Copy the data from its first line through the line with "point(968, 311)", keeping every line unchanged except that each coordinate in the answers is shifted by adding -38 to it.

● **Exercise material**:
========================================================================

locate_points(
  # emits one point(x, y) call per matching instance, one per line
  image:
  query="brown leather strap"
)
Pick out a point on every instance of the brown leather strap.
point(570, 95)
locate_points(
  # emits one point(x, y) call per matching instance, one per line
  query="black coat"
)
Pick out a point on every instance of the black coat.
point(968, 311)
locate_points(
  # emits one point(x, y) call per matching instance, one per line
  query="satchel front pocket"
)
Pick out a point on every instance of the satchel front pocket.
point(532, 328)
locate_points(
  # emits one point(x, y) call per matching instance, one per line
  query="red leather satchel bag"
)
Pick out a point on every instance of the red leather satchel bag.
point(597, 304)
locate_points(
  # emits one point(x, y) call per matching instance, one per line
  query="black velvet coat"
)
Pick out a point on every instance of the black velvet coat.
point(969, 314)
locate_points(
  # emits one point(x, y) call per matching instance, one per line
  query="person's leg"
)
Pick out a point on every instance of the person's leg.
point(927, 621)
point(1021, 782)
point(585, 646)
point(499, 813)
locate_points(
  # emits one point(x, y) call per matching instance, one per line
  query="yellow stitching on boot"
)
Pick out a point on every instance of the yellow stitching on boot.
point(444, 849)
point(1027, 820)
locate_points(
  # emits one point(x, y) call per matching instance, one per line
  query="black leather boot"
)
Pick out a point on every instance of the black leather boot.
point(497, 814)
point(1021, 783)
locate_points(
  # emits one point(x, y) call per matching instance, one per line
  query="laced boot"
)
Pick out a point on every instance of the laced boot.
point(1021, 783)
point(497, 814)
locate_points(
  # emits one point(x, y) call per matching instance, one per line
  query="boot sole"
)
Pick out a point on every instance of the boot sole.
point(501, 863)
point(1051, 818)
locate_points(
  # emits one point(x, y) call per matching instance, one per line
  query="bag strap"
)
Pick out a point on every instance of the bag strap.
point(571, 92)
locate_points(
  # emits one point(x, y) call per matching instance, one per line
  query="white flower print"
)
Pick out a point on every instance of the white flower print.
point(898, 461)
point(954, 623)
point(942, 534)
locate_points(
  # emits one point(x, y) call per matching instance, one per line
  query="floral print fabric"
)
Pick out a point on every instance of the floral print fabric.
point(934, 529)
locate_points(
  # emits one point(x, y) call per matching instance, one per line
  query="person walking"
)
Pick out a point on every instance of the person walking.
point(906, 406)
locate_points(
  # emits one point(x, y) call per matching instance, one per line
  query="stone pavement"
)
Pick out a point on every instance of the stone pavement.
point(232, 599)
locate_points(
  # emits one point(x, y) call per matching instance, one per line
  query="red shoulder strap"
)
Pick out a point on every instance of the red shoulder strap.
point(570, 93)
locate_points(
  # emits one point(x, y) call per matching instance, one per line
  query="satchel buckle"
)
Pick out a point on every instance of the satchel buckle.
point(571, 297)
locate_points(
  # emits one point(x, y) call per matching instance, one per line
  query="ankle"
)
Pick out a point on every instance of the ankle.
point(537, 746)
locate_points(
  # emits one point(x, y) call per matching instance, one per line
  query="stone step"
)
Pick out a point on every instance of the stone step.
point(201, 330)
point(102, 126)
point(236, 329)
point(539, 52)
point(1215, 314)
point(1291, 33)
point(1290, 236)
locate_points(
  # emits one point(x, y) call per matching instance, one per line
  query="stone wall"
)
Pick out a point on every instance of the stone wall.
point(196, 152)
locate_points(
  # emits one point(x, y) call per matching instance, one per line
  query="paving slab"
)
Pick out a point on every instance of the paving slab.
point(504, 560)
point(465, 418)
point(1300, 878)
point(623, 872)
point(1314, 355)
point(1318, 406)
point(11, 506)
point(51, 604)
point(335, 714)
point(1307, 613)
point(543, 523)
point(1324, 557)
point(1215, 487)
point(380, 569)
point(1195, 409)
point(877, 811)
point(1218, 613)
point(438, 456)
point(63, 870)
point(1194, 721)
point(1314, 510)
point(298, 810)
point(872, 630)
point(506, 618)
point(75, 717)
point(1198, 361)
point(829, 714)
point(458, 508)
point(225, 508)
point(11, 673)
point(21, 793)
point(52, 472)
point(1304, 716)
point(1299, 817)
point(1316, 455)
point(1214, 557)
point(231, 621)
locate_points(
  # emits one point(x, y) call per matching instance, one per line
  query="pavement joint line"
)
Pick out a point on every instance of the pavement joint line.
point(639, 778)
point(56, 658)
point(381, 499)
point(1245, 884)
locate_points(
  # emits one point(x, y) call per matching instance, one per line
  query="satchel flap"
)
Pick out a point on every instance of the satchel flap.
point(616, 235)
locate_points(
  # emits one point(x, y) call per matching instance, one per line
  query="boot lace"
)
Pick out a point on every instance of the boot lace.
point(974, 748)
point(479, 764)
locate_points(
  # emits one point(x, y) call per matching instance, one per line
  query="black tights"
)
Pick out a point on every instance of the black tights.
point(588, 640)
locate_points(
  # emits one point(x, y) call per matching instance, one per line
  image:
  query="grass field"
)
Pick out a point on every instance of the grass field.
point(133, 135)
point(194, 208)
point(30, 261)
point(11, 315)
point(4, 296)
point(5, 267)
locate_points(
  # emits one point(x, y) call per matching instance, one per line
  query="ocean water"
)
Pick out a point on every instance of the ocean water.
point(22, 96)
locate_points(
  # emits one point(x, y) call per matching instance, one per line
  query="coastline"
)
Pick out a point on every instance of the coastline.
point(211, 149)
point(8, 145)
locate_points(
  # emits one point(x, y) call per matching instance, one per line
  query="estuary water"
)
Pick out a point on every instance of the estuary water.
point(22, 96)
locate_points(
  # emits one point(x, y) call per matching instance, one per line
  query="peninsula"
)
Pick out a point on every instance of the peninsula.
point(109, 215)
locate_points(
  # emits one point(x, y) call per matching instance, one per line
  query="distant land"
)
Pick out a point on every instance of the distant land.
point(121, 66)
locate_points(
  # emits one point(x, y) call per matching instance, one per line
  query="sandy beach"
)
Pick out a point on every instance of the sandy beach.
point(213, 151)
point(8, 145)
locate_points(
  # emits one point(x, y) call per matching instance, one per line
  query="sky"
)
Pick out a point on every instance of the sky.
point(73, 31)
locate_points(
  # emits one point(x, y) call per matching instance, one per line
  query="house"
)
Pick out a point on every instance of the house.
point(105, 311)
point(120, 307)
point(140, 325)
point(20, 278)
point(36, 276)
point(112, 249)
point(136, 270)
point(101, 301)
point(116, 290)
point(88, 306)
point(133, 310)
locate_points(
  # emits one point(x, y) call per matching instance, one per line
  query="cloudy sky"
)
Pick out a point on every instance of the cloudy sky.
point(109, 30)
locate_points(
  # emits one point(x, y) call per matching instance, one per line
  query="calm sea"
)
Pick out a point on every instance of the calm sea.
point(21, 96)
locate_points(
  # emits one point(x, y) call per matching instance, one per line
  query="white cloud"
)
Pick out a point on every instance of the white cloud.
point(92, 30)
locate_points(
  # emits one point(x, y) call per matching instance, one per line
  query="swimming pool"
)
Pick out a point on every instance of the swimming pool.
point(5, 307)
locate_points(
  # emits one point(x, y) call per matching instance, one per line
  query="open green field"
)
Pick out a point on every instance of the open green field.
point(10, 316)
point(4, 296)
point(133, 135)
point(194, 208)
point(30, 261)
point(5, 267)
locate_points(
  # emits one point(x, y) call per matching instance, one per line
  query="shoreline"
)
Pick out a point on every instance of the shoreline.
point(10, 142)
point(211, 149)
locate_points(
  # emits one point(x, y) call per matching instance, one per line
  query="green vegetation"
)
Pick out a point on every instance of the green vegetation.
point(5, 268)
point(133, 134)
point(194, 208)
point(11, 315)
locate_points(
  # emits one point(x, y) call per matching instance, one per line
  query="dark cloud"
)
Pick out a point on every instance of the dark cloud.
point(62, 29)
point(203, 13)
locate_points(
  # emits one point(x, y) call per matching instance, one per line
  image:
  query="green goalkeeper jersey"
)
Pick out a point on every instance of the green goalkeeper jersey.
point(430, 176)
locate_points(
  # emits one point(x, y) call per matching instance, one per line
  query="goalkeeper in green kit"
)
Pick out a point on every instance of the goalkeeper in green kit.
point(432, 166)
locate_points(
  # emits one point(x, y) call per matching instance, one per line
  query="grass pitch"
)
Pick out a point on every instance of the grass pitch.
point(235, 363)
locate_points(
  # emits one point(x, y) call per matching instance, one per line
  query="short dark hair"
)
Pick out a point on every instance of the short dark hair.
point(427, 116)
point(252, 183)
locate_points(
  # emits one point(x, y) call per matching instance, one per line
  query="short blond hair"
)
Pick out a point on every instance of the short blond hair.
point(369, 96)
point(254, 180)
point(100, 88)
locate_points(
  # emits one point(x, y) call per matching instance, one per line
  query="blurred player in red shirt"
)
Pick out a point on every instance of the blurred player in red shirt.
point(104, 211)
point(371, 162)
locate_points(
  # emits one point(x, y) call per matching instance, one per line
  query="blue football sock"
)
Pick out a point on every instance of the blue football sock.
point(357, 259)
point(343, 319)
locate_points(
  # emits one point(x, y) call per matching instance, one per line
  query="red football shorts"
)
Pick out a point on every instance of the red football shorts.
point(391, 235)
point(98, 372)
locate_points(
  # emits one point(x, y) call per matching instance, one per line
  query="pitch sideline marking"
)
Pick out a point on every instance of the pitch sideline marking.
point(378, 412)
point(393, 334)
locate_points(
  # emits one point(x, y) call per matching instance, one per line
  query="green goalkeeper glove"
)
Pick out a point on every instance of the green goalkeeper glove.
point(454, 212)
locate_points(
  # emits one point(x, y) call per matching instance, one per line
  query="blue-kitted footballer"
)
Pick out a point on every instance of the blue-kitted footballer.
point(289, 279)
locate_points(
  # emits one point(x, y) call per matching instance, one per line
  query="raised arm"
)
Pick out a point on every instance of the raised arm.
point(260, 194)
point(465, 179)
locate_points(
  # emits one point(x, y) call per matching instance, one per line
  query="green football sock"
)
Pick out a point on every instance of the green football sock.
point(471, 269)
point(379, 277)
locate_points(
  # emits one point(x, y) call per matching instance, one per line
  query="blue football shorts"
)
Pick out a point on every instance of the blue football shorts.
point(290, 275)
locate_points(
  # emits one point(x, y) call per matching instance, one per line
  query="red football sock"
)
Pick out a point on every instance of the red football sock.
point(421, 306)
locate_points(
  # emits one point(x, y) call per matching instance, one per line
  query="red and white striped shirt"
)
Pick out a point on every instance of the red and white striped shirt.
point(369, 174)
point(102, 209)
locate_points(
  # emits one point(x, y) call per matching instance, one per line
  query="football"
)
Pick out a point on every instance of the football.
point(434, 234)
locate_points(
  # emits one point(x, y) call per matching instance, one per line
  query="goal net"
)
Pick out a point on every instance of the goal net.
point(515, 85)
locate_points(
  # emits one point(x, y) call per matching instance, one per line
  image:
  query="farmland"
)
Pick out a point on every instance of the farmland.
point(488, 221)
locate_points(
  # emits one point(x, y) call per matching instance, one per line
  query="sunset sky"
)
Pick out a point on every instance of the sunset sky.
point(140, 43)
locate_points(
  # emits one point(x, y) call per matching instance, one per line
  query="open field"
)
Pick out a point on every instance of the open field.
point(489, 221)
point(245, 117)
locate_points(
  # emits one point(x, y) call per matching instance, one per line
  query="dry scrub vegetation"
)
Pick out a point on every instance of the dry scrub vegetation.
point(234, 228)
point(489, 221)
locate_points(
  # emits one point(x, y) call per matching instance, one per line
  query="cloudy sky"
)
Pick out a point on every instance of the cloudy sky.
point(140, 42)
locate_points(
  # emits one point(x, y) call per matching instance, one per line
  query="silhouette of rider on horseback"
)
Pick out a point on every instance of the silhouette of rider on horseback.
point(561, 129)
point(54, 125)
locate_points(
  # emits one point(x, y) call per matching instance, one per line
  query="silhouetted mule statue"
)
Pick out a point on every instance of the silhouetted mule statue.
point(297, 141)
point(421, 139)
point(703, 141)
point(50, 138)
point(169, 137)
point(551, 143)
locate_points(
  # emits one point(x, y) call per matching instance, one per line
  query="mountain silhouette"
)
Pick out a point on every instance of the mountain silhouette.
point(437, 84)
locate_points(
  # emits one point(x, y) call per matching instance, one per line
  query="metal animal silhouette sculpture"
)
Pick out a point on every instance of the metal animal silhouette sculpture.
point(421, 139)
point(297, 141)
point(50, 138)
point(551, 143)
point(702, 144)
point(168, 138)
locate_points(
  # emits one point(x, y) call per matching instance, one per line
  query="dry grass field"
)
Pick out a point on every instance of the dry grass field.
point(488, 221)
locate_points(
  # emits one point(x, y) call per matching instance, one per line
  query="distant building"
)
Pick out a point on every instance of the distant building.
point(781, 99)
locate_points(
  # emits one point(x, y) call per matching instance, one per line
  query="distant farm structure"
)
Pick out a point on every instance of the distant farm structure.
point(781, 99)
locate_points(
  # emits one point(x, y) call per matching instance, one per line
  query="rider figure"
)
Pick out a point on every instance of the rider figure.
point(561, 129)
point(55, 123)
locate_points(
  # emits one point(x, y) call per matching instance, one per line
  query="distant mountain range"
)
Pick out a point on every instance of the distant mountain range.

========================================================================

● **Answer to the task**:
locate_points(
  # emits one point(x, y) call per matching instance, one per line
  image:
  query="brown leather strap"
)
Pick out a point on every instance of the brown leather strap.
point(532, 57)
locate_points(
  # emits one point(x, y) call per matching instance, one per line
  query="black coat"
)
Pick out a point on every instance of the black coat.
point(930, 273)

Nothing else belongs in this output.